(Data records Opens)

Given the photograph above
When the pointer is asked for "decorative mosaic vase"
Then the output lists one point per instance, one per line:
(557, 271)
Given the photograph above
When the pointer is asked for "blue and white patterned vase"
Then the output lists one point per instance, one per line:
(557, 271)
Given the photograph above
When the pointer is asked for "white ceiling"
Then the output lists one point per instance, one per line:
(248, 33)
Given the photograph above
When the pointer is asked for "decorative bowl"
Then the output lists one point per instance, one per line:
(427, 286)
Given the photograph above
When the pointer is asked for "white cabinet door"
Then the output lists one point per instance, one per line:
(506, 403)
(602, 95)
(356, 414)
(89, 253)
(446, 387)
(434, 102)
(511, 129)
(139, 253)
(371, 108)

(Data records Closes)

Task directions: In the entries, the line containing "and white patterned" and every line after it through the last are to be duplicated exactly, and no other line is to be included.

Response to this exercise:
When the pointer is asked for "blue and white patterned vase"
Then the output lists one point per instance, one per line:
(557, 271)
Given the photograph above
When the pointer is asked for "white ceiling"
Then the output lists one point per instance, one per line:
(248, 33)
Given the photograph above
When the pointer is asked for "decorative bowl"
Then the output lists one point per instance, one per line:
(427, 286)
Given the photograph above
When the pointer is asked for "white cabinet door"
Then the output lists one point per instance, one per line:
(506, 403)
(602, 95)
(356, 414)
(89, 253)
(446, 387)
(434, 102)
(511, 129)
(139, 253)
(371, 108)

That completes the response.